WHAT THE TASK REQUIRES - Repeat the material in full. Keep every line exactly as it is.

(Excerpts of location labeling data)
.....
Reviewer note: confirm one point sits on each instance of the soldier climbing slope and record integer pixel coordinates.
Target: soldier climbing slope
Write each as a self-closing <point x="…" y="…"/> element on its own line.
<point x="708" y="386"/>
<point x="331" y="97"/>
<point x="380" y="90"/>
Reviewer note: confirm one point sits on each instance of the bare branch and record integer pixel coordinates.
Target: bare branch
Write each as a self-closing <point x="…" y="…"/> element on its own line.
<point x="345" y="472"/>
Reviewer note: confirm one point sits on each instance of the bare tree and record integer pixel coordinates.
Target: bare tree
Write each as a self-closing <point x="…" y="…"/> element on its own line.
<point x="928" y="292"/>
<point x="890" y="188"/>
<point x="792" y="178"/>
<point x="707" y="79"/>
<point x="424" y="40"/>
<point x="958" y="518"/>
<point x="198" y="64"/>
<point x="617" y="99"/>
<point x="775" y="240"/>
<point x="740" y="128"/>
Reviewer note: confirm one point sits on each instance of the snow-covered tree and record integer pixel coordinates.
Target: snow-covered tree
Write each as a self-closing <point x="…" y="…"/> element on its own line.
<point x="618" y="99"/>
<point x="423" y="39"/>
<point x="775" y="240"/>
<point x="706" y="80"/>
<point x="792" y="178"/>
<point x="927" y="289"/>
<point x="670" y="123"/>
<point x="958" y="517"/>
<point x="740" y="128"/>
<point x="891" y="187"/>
.....
RESPONSE -
Reviewer note: confirm one point sits on each instance of the soldier climbing slope and record integer pixel coordinates.
Target: soldier climbing slope
Write each as a self-closing <point x="…" y="…"/> element on its own line.
<point x="708" y="386"/>
<point x="331" y="97"/>
<point x="380" y="90"/>
Reviewer note: confirm one point sits on each instance of the bare branch and record integer pixel coordinates.
Target: bare branch
Write each as a self-closing <point x="…" y="…"/> element on its own line.
<point x="345" y="472"/>
Reviewer note: confirm one point sits on each instance of the bare tree and record integer pixel coordinates.
Target: bare tree
Write each as a self-closing <point x="…" y="…"/> element on its own line.
<point x="928" y="292"/>
<point x="890" y="188"/>
<point x="792" y="178"/>
<point x="707" y="79"/>
<point x="424" y="40"/>
<point x="958" y="518"/>
<point x="198" y="64"/>
<point x="617" y="99"/>
<point x="775" y="240"/>
<point x="740" y="128"/>
Reviewer note: confirm one point sits on each instance of the snow-covered tree and record integer pixel coordinates.
Target: snow-covered tree
Write each as a self-closing <point x="…" y="…"/> element on its own line.
<point x="618" y="99"/>
<point x="423" y="39"/>
<point x="775" y="240"/>
<point x="706" y="80"/>
<point x="792" y="178"/>
<point x="927" y="289"/>
<point x="670" y="123"/>
<point x="958" y="517"/>
<point x="740" y="128"/>
<point x="891" y="187"/>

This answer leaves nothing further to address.